→ **DIRECTIONS FOR THIS TASK**:
Reproduce exactly the line containing "Output: one bounding box per instance." and every line after it, through the last line of the records below; add nothing.

→ **DATASET EXTRACT**:
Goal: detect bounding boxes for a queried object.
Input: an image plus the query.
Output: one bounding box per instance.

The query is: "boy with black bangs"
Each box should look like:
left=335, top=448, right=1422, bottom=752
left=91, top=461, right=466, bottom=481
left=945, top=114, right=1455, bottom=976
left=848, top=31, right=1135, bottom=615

→ **OUTPUT**:
Output: one bounding box per instance.

The query is: "boy with black bangs"
Each box should look like:
left=335, top=448, right=1422, bottom=752
left=91, top=461, right=466, bottom=481
left=945, top=114, right=1455, bottom=976
left=848, top=31, right=1135, bottom=615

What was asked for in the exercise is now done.